**Work to complete:** Rewrite the items from the line with "Mark the man's forearm, one" through the end of the items, replacing "Mark" with "Locate" and keeping everything else unchanged.

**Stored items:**
--*--
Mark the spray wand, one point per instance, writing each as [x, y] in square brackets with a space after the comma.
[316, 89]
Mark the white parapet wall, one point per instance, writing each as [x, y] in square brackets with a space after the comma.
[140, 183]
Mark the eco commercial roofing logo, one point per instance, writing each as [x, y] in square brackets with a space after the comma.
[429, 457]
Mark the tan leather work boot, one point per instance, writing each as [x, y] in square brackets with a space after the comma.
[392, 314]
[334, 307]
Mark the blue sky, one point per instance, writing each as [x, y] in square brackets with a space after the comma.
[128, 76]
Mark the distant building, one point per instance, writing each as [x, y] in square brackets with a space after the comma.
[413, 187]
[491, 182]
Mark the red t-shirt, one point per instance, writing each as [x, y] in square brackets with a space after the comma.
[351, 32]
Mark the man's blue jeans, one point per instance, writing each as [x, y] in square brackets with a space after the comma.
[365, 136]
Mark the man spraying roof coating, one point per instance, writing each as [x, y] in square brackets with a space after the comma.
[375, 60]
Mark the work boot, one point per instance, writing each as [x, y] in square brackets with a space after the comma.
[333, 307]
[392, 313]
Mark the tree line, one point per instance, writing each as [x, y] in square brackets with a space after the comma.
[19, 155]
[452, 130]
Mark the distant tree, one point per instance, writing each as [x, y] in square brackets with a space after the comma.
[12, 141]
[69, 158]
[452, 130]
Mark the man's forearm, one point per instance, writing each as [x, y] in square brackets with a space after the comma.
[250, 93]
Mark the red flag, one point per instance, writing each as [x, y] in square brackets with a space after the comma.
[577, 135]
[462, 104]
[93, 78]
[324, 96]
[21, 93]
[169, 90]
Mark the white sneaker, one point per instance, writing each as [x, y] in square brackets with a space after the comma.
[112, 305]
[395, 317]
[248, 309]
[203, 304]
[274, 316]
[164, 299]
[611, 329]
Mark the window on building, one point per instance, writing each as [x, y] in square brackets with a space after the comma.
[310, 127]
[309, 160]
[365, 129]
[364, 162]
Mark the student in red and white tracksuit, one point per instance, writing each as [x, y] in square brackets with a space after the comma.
--*--
**Answer to the exercise:**
Locate the man's forearm, one point per instance, writing each as [x, y] in square brackets with a space after the comma.
[250, 93]
Locate the red flag, one point per instance, writing each as [x, y] in square brackets with a space after the comma.
[577, 135]
[462, 104]
[93, 78]
[324, 96]
[21, 93]
[169, 90]
Locate the white sneaker, one point per instance, writing each as [x, y] in square brackets with a space after the comma.
[112, 305]
[395, 317]
[248, 309]
[203, 304]
[274, 316]
[164, 299]
[611, 329]
Locate the window on building, one point per instance, writing each as [x, y] in square brackets with a space after the comma.
[310, 127]
[309, 160]
[365, 129]
[364, 162]
Locate the student in red and white tracksuit, one point per instance, writing each as [x, y] in square brackets with a space after the comma.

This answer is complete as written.